--- Text ---
────────────────────────────────────────
RE: Tear Function and Ocular Surface Alterations After Accelerated Corneal Collagen Crosslinking in Progressive Keratoconus
Matalia et al.2 stated that the lateral diffusion of ultraviolet-A (UVA) irradiation is less than 20 mm during corneal collagen crosslinking (CXL). Because of the possibility of accidental irradiation and the lateral diffusion of UVA light on limbal epithelial stem cells, there are some applications such as usage of polymethyl methacrylate rings and Vidaurri rings to protect the limbal region during the CXL procedure.3 Ultraviolet-A exposure has been further implicated in ocular surface squamous neoplasia,4 and in our study metaplastic changes were observed in the epithelial cells on the superficial layer of the exposed and unexposed conjunctiva adjacent to the corneal limbus. There was no alteration in tear function, and also drug toxicity was ruled out; so, we suggest that the most likely cause of impression cytology changes was UVA toxicity.
Another issue raised by the authors of the letter is the efficiency of the accelerated CXL versus conventional CXL. This issue is still a matter of debate; however, recently, Cheng et al.5 showed that the conventional method still seems to have a better clinical outcome, with greater corneal flattening and reduction in mean keratometry. The demarcation line was also shown to be deeper in conventional CXL.5 Consequently, the accelerated technique still needs further improvement before acceptance within the clinic.
────────────────────────────────────────
Data records
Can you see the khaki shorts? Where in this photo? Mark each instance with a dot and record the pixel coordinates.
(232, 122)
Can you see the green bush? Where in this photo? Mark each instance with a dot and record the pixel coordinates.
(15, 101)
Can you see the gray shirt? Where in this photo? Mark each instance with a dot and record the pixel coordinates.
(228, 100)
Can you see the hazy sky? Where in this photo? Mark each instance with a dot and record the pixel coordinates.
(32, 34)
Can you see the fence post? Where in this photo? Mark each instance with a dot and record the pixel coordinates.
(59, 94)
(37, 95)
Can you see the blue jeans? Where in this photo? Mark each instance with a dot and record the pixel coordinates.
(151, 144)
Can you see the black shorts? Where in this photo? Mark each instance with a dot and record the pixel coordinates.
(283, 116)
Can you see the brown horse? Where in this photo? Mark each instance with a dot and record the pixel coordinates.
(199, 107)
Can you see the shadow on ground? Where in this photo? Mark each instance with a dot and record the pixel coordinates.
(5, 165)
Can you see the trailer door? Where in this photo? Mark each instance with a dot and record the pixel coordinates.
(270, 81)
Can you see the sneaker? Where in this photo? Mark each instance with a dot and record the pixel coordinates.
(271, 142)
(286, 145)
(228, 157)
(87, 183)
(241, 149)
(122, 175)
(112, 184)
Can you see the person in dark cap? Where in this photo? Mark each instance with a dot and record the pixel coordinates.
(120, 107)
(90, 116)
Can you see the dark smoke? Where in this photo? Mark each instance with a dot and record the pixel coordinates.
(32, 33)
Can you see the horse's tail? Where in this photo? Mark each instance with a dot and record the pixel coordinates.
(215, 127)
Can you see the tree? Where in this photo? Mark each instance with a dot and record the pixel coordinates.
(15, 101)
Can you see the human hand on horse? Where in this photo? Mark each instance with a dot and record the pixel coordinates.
────────────────────────────────────────
In the text on accelerated corneal crosslinking, transcribe the passage beginning at the words "Another issue raised" and stopping after "within the clinic.". Rely only on the text about accelerated corneal crosslinking.

Another issue raised by the authors of the letter is the efficiency of the accelerated CXL versus conventional CXL. This issue is still a matter of debate; however, recently, Cheng et al.5 showed that the conventional method still seems to have a better clinical outcome, with greater corneal flattening and reduction in mean keratometry. The demarcation line was also shown to be deeper in conventional CXL.5 Consequently, the accelerated technique still needs further improvement before acceptance within the clinic.